[Records excerpted from a collection]
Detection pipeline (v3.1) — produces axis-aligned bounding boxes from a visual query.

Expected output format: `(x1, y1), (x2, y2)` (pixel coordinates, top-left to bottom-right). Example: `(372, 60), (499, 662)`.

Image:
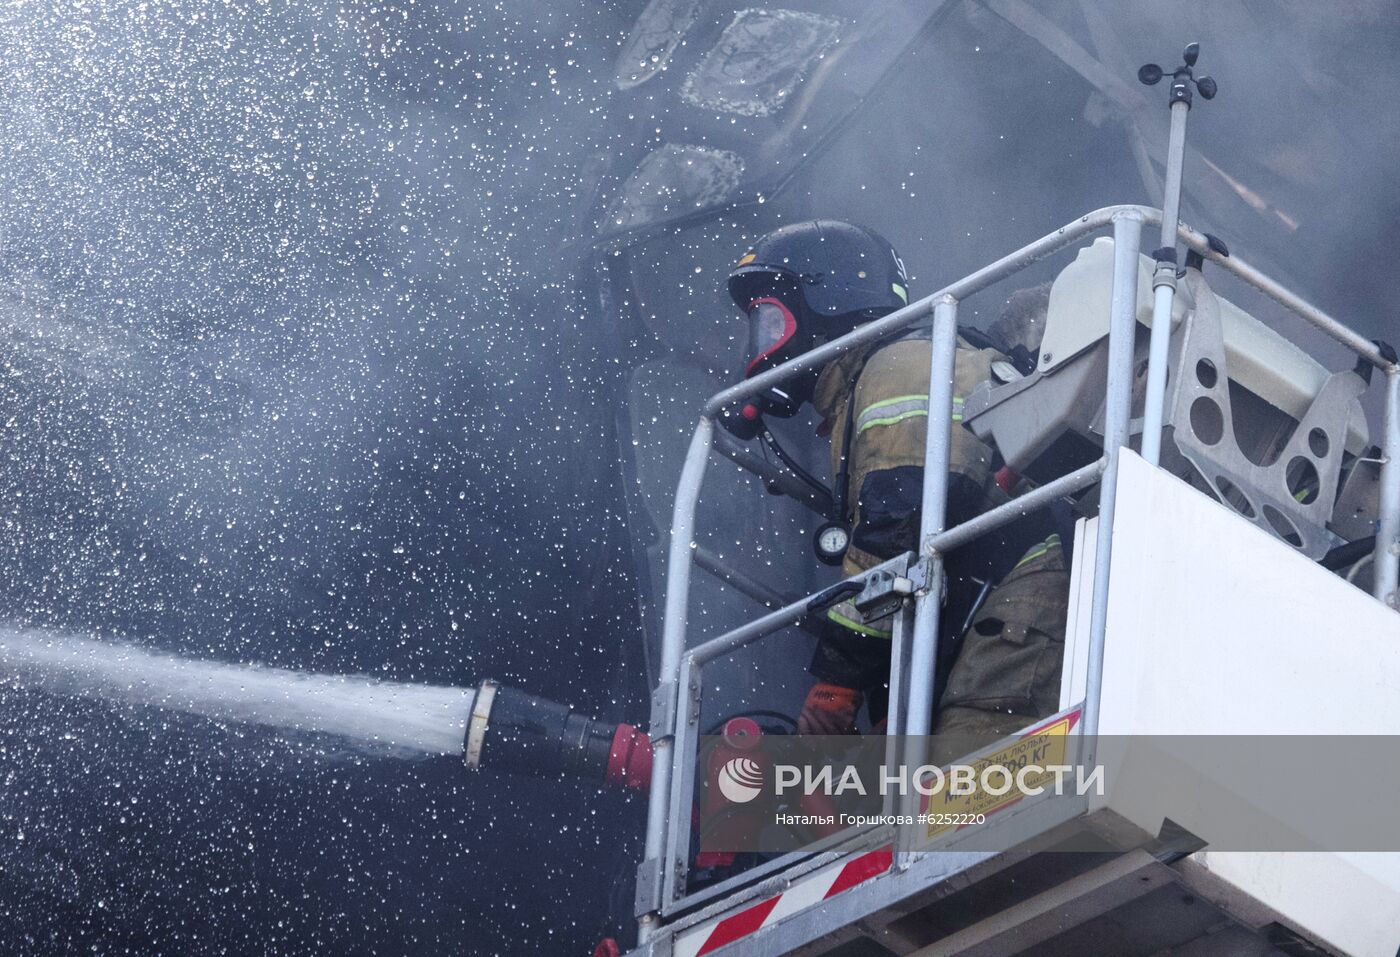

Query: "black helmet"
(719, 221), (912, 440)
(728, 220), (910, 321)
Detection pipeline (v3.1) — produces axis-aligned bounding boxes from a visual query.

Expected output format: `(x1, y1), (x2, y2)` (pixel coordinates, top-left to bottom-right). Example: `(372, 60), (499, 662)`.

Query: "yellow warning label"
(922, 715), (1074, 842)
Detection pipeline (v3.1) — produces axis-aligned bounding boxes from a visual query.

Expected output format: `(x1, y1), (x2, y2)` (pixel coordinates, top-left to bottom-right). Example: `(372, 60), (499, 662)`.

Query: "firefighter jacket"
(938, 533), (1069, 717)
(811, 332), (1010, 639)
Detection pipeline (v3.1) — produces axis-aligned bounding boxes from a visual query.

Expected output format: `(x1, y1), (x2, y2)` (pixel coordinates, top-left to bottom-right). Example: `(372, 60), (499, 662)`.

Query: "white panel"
(1096, 451), (1400, 957)
(1194, 851), (1400, 956)
(1100, 451), (1400, 736)
(1060, 516), (1095, 711)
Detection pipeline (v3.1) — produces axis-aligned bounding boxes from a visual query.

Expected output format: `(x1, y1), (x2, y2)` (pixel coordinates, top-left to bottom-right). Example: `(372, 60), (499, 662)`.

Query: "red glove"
(798, 683), (863, 735)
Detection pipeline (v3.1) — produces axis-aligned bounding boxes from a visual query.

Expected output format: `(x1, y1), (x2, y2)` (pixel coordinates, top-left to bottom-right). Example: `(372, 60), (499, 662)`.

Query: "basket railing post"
(1374, 368), (1400, 610)
(896, 297), (959, 863)
(1081, 211), (1144, 756)
(637, 417), (713, 937)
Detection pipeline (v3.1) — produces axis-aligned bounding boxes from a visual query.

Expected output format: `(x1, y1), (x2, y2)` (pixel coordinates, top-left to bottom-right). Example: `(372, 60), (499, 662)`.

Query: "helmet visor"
(743, 298), (798, 378)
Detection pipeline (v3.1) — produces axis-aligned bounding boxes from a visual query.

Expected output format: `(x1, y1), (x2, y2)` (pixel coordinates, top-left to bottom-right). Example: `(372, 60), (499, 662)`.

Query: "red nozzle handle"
(605, 723), (652, 791)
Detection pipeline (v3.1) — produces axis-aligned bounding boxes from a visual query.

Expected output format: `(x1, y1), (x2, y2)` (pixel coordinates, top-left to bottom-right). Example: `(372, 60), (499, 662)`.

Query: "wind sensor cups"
(1138, 41), (1218, 107)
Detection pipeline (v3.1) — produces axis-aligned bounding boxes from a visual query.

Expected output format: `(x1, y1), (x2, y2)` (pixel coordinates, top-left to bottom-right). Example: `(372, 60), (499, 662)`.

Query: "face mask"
(742, 296), (822, 411)
(743, 298), (799, 378)
(720, 296), (822, 438)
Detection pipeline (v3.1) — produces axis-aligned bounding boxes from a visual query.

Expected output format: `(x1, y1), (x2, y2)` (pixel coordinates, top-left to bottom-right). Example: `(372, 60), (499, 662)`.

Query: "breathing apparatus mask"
(720, 290), (827, 440)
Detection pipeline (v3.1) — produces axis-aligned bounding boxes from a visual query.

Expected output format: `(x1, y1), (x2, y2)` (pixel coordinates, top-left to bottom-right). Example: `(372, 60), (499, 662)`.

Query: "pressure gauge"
(813, 521), (851, 566)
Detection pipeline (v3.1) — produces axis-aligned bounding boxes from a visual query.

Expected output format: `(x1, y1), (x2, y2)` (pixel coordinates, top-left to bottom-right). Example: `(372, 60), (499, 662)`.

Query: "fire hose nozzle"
(463, 679), (651, 791)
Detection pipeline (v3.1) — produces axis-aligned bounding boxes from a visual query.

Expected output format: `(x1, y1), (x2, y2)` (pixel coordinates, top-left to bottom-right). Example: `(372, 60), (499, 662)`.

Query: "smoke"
(0, 626), (473, 756)
(778, 1), (1400, 347)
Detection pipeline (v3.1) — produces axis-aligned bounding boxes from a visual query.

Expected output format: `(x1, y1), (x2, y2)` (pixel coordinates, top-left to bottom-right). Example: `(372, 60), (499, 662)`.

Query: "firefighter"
(721, 221), (1053, 736)
(931, 282), (1071, 754)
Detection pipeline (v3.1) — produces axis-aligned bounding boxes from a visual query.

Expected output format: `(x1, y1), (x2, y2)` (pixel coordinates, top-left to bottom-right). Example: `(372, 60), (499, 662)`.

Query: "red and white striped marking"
(673, 846), (893, 957)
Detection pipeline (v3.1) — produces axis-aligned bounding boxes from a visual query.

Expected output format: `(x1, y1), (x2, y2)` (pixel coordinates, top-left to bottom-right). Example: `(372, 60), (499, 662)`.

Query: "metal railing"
(635, 205), (1400, 939)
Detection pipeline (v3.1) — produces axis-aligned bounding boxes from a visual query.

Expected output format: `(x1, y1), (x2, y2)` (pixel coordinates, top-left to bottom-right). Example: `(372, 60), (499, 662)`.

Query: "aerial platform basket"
(627, 205), (1400, 957)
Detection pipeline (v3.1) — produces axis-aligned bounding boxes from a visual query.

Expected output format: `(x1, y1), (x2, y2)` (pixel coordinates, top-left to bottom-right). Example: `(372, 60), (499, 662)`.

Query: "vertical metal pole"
(896, 296), (963, 861)
(1157, 101), (1189, 258)
(897, 298), (957, 862)
(1374, 368), (1400, 610)
(1081, 214), (1144, 754)
(1139, 99), (1190, 466)
(661, 655), (701, 907)
(905, 298), (958, 737)
(639, 417), (713, 936)
(884, 600), (915, 741)
(883, 599), (915, 818)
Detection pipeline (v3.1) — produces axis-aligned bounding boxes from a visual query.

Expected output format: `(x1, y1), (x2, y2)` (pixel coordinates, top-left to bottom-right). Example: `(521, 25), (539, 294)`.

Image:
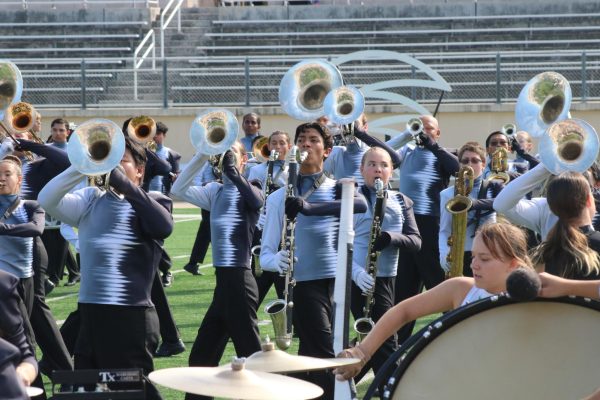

→ **Task instructions**: Skip the pictures and transcribe the rest of the records exactly.

→ **Reply**:
Detection pipeline (v3.1) — produces axis-aligned bounding boxes from a visual query.

Expected output format: `(x1, y1), (x2, y2)` (pixel coordinates, top-left to bottom-right). Example: `(372, 60), (499, 662)`.

Image:

Query: "black helmet"
(719, 221), (912, 440)
(728, 220), (910, 321)
Detection pipeline (v3.1) — produces axis-aligned bounding boxes from a visual query.

Expected output format: `(x1, y1), (x2, y2)` (pixel coordinates, top-left to bottom-right). Example: `(372, 60), (499, 662)`.

Query: "yellow warning label"
(922, 715), (1074, 842)
Detection pipeline (v3.1) — produces axis-aligned bounding boxes from a visual query.

Expected output format: `(x1, y1), (x2, y2)` (pixel coordinates, top-left to bottom-right). Example: `(372, 60), (499, 662)`.

Query: "firefighter jacket"
(938, 533), (1069, 717)
(811, 332), (1010, 639)
Detection pipeline (v3.1) — produces axis-aligned bounding boxes from a visual query.

Expected output format: `(x1, y1), (x2, y2)` (pixel coordinates, top-left to bottom-right). Example: `(372, 60), (499, 662)`.

Query: "white panel"
(1096, 451), (1400, 957)
(1194, 851), (1400, 956)
(1100, 451), (1400, 736)
(1060, 516), (1095, 711)
Detection pipeline (v3.1) — produces axis-aligned bounding boxes from a visual query.

Expected output format: `(x1, y1), (x2, y2)` (pixel coordinates, top-left to bottom-right). Example: `(372, 60), (499, 662)`.

Query: "red glove"
(798, 683), (863, 735)
Detection pipeline (v3.1) — produces axis-aligned bounding boxes from a visual query.

Expected output format: `(x1, y1), (x2, y2)` (pixel coordinates, top-left to bottom-right). Example: `(372, 60), (499, 662)`.

Query: "basket railing post"
(1374, 368), (1400, 610)
(896, 297), (959, 863)
(1081, 211), (1144, 756)
(637, 417), (713, 937)
Detection pipeline (v3.1) — produces axis-aligned bounding boxes from a visual query.

Expected output format: `(x1, y1), (x2, y2)` (pixel coordinates, top-left to bottom-right). Example: `(372, 60), (499, 662)`.

Query: "helmet visor"
(743, 298), (798, 378)
Detection pipeline (v3.1) — produces axis-aligned bounding boxes from a visual query.

Expected output format: `(x1, y1), (x2, y2)` (pixel coordinates, top-left to bottom-right). Example: `(372, 60), (499, 662)`.

Query: "red nozzle handle"
(605, 723), (652, 791)
Detection pipeline (v3.1) — produces axis-aligned bounding boxes from a visual query.

Expected output format: `(x1, y1), (x2, y2)` (pixel coordinates, top-left to bottom-right). Example: `(372, 60), (499, 662)`.

Query: "wind sensor cups"
(1138, 41), (1218, 107)
Detection pipeline (v3.1) — produces axis-aligned bounding boxes from a visual query.

Expected output format: `(x1, y1), (x2, y2)` (pixel coordinates, top-left to bottom-right). Example: `(372, 60), (499, 662)`.

Query: "face mask"
(742, 296), (822, 411)
(743, 298), (799, 378)
(720, 296), (822, 438)
Detection pipeline (v3.1) — produces axis-aligned bounding boxes from a visual query.

Expected output format: `(x1, y1), (x2, y2)` (pixel coordinates, top-left to bottom-right). Example: `(372, 60), (499, 662)`.

Query: "breathing apparatus mask"
(720, 290), (827, 440)
Detection pipeline (v3.1) — produces axis-aligned bounding boxes from a visual query.

Expected output format: `(x1, y1), (x2, y2)` (pixel coordinates, top-left to bottom-right). Example: `(372, 60), (499, 662)`.

Query: "pressure gauge"
(813, 521), (851, 566)
Detection pipeline (v3.1) — produces axis-aligned bounding boxes from a visual query.

Expected output format: `(x1, y1), (x2, y2)` (pixel coordinates, top-left to bottom-right). Example: `(372, 60), (499, 662)`.

Query: "fire hose nozzle"
(463, 679), (651, 791)
Detection pipeline (v3.1) — produces axis-aligned bounding boxes from a visual query.

Expected output format: `(x1, y1), (x2, y2)` (pixel coordinates, top-left to bottom-right). Example: `(372, 60), (499, 662)`.

Query: "smoke"
(0, 626), (473, 756)
(778, 1), (1400, 347)
Detection pipeline (v3.1) — produces axis-aligned bounding boxes from a visual query.

Expected output format: `(x1, y1), (x2, y2)` (pixel coordinates, top-left to bottom-right). Example: `(372, 60), (499, 662)`.

Query: "firefighter"
(721, 221), (1053, 736)
(931, 282), (1071, 754)
Detection pipeline (v3.1) — produces axis-aligned bounding boxes from a visual query.

Expected output format: `(x1, y1), (x2, y2)` (pixel coordinates, top-left to bottom-right). Example: `(372, 60), (499, 662)`.

Query: "red and white striped marking"
(673, 846), (893, 957)
Detection pipeline (v3.1) — produces axis-aligned bounding boxes from a visual query.

Expected output format: `(x1, y1), (x2, y2)` (pixel coordinates, top-left to bottom-right). Example: `(372, 60), (499, 662)`.

Query: "metal railing"
(635, 205), (1400, 939)
Detection pipeline (v3.1) — produces axis-aligned bounding boxes from a visual query.

Expected output format: `(x1, y1), (x2, y2)` (pixel coordinates, top-left to bottom-right). Example: `(372, 60), (499, 662)`.

Query: "aerial platform basket"
(627, 205), (1400, 957)
Detection pipeline (v3.1) — produces axis-aligned bounding boxes from a visual query.

Expected output format: `(x1, y1), (x2, y2)` (pixel coordinates, top-left to bottom-right). Example: `(372, 60), (499, 662)`.

Query: "vertical metal pole"
(896, 296), (963, 861)
(1157, 101), (1189, 258)
(897, 298), (957, 862)
(1374, 368), (1400, 610)
(1081, 214), (1144, 754)
(1139, 99), (1190, 466)
(661, 655), (701, 907)
(905, 298), (958, 737)
(639, 417), (713, 936)
(884, 600), (915, 741)
(883, 599), (915, 818)
Detection pipeline (v3.1) — produces axis-aligned bounding boxes from a visual query.

Expected output format: `(x1, y1), (x2, y2)` (pixel coordinates, top-left to bottom-right). Example: `(521, 25), (539, 294)`.

Image:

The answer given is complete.